::: TEXT :::

Wohin ein gesamtdeutsches Nationsdenken (Pop Up-Reader) nach der
Wiedervereinigung geführt hat? Zu rassistisch motivierten Morden, der
Abschaffung des Rechtes auf Asyl, der Abschottung Deutschlands. Mit der
rot-grünem Regierungsübernahme gings noch viel weiter,
über die instrumentalisierte Umdeutung des Holocaust, der Walserrede, den
Planungen für ein Zentrum für Vertreibung, hin zur Aufgabe jeglicher
Selbstbeschränkung und für die Bundeswehr in den Kosovo und an den
Hindukusch. Immer das Ziel vor Augen, endlich eine normale Nation zu werden. Da
soll ernsthaft noch darüber debattiert werden ob in Schwarz-Rot-Gold durch
die Clubs zu ziehen ist? Warum nicht gleich in den Polizeiuniformen eben jener
Eva Gronbach?

::: DATENZEILEN :::

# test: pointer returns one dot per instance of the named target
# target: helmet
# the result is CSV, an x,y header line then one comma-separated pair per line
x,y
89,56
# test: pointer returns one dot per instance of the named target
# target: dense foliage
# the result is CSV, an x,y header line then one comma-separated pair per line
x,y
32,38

:::

SCHRIFTLICHE AUFGABE A
Beantworten Sie die folgenden Fragen zum Text:
(i) Welche drei Folgen nennt der Text für das gesamtdeutsche Nationsdenken nach der Wiedervereinigung?
(ii) Welche beiden Orte nennt der Text als Ziele der Bundeswehr?
(iii) Welches Ziel wurde laut Text immer vor Augen gehalten?
SCHRIFTLICHE AUFGABE B
Schreiben Sie einen Abschnitt des Textes wortgetreu ab. Beginnen Sie bei den Worten mit „Wohin ein gesamtdeutsches“, und hören Sie nach „Eva Gronbach?“ auf.
Die Auflistung stammt aus einer anderen Quelle als der Text.

ERGEBNIS DER ÜBUNG A
(i) Rassistisch motivierte Morde, die Abschaffung des Rechtes auf Asyl und die Abschottung Deutschlands.
(ii) Den Kosovo und den Hindukusch.
(iii) Endlich eine normale Nation zu werden.

ERGEBNIS DER ÜBUNG B
Wohin ein gesamtdeutsches Nationsdenken (Pop Up-Reader) nach der
Wiedervereinigung geführt hat? Zu rassistisch motivierten Morden, der
Abschaffung des Rechtes auf Asyl, der Abschottung Deutschlands. Mit der
rot-grünem Regierungsübernahme gings noch viel weiter,
über die instrumentalisierte Umdeutung des Holocaust, der Walserrede, den
Planungen für ein Zentrum für Vertreibung, hin zur Aufgabe jeglicher
Selbstbeschränkung und für die Bundeswehr in den Kosovo und an den
Hindukusch. Immer das Ziel vor Augen, endlich eine normale Nation zu werden. Da
soll ernsthaft noch darüber debattiert werden ob in Schwarz-Rot-Gold durch
die Clubs zu ziehen ist? Warum nicht gleich in den Polizeiuniformen eben jener
Eva Gronbach?